## Begin Dataset content
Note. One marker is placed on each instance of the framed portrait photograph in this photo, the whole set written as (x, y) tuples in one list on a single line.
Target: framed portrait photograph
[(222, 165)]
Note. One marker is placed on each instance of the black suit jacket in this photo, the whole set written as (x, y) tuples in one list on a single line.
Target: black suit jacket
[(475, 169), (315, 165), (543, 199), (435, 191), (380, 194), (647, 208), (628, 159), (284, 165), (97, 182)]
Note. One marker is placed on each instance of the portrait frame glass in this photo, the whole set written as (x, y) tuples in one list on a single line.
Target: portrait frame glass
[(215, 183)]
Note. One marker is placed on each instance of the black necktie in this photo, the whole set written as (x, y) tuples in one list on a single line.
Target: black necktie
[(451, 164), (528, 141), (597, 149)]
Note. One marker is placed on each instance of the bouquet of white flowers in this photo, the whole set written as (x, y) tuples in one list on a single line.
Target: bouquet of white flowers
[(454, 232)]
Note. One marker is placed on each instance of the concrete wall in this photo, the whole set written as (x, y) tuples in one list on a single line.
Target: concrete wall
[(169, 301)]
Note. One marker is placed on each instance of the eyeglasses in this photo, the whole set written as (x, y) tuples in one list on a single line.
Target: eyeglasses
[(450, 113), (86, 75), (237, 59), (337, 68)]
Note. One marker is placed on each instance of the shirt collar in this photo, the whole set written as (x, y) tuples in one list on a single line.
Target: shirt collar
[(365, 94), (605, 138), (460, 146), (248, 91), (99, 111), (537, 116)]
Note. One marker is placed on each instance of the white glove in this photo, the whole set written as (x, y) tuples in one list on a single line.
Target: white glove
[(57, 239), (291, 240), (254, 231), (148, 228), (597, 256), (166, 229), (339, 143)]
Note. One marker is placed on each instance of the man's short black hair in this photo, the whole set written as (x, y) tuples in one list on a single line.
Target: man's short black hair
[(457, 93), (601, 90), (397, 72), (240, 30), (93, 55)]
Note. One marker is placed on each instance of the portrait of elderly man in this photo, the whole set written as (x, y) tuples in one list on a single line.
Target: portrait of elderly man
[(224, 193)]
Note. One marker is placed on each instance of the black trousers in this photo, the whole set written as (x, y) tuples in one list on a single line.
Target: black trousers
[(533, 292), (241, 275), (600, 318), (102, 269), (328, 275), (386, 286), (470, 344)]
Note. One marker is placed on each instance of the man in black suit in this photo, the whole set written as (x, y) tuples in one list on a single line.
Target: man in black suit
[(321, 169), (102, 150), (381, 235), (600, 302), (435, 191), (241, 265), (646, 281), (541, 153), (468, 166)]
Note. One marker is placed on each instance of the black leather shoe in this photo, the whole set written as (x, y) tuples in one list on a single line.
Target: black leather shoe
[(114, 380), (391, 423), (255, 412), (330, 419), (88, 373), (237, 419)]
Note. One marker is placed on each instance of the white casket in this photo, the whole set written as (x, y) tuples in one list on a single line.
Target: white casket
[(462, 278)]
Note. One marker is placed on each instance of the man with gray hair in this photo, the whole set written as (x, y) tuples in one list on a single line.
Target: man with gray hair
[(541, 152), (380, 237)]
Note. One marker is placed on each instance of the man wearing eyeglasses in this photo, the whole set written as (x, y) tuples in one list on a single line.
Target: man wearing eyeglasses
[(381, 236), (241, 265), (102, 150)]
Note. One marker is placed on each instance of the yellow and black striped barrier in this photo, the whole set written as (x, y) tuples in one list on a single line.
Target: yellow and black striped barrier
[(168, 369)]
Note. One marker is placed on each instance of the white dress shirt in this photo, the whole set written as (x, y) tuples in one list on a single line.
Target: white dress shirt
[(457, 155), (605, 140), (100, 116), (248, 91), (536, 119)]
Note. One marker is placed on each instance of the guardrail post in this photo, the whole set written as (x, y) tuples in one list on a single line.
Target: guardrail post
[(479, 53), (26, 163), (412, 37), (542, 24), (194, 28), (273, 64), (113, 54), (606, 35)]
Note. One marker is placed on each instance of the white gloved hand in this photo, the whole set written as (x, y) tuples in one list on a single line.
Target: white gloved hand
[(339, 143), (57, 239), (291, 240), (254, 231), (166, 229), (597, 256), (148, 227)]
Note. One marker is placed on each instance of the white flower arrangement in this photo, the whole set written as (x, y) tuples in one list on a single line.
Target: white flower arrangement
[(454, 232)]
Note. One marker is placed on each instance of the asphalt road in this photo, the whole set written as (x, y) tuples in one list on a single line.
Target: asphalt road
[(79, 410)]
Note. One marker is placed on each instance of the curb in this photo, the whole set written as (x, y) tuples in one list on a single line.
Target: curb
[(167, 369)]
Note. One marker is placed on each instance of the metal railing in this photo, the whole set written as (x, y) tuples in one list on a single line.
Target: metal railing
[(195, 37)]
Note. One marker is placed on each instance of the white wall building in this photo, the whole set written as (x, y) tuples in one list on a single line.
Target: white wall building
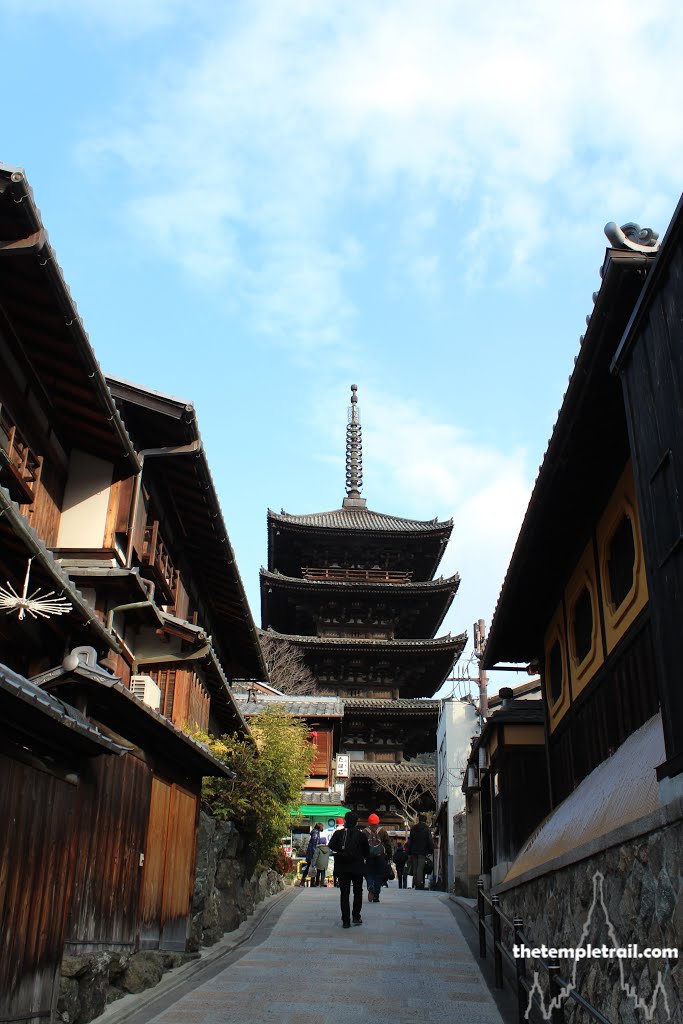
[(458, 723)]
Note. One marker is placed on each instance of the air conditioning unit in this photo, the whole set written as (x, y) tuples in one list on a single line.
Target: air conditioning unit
## End Dataset content
## Begin Dataset content
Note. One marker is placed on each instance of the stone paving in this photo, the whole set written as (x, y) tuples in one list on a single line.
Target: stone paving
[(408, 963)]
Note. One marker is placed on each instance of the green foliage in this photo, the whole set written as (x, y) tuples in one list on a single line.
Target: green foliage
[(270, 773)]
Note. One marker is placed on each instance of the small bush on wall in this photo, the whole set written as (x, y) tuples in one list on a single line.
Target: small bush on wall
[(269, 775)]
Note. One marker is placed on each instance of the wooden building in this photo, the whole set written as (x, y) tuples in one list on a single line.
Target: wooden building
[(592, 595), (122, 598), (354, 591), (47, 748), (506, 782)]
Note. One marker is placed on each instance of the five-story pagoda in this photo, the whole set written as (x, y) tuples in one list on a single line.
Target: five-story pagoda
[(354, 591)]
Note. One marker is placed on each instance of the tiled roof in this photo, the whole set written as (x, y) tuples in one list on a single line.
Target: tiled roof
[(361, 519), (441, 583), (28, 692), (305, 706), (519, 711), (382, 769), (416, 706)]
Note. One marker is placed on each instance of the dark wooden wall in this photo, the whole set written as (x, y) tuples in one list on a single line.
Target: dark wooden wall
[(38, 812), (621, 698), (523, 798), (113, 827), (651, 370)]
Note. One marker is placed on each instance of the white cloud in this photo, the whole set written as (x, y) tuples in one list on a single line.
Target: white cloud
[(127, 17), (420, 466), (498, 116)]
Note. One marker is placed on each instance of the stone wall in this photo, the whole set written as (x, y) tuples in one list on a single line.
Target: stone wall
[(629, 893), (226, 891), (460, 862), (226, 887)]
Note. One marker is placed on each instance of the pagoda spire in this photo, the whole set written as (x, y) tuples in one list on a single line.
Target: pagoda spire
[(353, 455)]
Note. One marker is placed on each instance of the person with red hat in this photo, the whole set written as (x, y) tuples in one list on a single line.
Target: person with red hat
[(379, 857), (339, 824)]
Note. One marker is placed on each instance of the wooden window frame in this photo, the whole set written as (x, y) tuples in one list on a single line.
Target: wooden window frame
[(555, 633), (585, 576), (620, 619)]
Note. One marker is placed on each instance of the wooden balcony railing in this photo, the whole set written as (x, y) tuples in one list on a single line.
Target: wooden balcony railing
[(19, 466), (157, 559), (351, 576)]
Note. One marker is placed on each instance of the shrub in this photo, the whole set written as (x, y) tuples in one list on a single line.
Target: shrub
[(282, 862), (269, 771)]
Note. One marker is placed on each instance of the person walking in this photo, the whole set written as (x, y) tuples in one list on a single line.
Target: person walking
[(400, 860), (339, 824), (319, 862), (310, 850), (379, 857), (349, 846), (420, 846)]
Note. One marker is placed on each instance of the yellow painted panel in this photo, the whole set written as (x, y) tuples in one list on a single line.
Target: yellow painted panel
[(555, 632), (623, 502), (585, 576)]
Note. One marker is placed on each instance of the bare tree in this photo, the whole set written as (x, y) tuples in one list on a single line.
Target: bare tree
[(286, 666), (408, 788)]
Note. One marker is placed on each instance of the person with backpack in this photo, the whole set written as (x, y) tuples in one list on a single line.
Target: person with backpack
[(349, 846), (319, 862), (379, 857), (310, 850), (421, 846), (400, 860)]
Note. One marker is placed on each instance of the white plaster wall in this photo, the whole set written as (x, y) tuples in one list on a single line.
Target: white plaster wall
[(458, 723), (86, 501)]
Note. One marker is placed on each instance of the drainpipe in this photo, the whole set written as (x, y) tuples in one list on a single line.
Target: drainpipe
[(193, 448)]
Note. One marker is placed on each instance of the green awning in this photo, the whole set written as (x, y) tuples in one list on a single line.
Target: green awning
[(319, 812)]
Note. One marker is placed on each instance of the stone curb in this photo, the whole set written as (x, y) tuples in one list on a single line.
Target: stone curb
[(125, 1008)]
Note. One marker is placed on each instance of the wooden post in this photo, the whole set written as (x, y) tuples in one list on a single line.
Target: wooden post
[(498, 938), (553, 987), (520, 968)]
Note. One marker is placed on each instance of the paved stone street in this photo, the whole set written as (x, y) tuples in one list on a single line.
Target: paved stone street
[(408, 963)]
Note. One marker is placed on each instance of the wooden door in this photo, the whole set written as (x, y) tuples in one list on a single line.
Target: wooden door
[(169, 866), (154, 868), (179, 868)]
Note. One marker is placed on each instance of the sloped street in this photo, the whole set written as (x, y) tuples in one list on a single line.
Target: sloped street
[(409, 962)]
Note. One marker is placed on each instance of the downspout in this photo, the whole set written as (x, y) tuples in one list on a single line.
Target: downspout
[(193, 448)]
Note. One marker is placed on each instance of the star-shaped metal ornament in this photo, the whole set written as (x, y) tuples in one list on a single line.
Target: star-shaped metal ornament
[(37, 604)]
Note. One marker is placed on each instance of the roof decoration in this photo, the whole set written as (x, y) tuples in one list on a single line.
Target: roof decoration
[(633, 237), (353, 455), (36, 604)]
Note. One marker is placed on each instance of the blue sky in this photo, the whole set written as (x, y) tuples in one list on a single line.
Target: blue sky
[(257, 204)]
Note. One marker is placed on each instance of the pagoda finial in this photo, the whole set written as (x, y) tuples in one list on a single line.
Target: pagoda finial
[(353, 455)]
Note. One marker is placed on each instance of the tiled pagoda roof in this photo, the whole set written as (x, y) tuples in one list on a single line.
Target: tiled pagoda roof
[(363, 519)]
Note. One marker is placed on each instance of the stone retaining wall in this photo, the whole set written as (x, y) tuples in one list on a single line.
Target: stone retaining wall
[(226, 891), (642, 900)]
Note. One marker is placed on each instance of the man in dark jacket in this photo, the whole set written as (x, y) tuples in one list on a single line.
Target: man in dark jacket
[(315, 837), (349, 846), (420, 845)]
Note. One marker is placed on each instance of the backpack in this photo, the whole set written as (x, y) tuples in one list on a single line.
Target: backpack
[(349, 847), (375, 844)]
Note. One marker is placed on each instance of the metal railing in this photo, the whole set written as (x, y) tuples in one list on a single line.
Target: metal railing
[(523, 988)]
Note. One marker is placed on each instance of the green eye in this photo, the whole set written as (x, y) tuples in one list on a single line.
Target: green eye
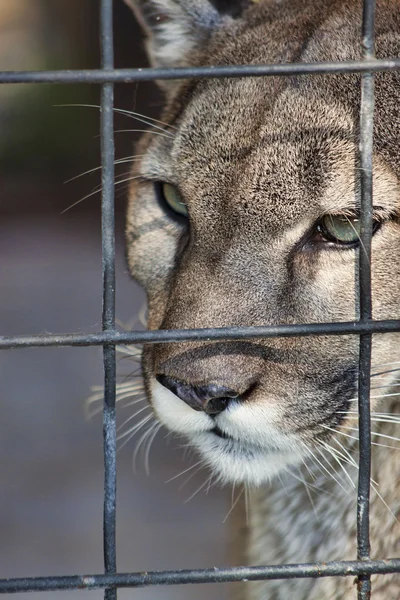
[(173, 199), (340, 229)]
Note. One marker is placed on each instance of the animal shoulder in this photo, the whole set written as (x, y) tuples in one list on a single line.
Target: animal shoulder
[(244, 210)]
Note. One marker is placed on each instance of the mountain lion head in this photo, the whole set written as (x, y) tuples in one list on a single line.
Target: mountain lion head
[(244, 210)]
## End Dataset content
* Exercise details
Reproduce word for word everything in the records from the line containing "the pagoda spire" down to the line containing "[(282, 862), (269, 771)]", with both of those lines included.

* The result
Note. One marker is placed on each instance of the pagoda spire in this photo, the whole set written as (x, y) tuples in one list on a single line.
Target: pagoda spire
[(353, 455)]
Note. One marker is placed on each instance of the person with red hat in this photo, the whole set written as (x, y) tuples in one list on a single line.
Target: person with red hat
[(379, 857), (339, 824)]
Note. One marker is placed on each instance of the wooden window frame in this photo, the whole set written as (x, y) tuples in one list on a single line.
Target: wooden window frame
[(555, 633), (585, 576), (620, 619)]
Note. One marker is placed on each instance of the wooden balcony railing in this photo, the whole set written as (x, y) tuples in one list on a single line.
Target: wooden balcony railing
[(19, 466), (157, 559), (351, 576)]
Note. One marker is placed on each instance of the shrub in this photo, the whole set written as (x, y) tuples in one list on a single line.
Target: shrub
[(282, 862), (269, 771)]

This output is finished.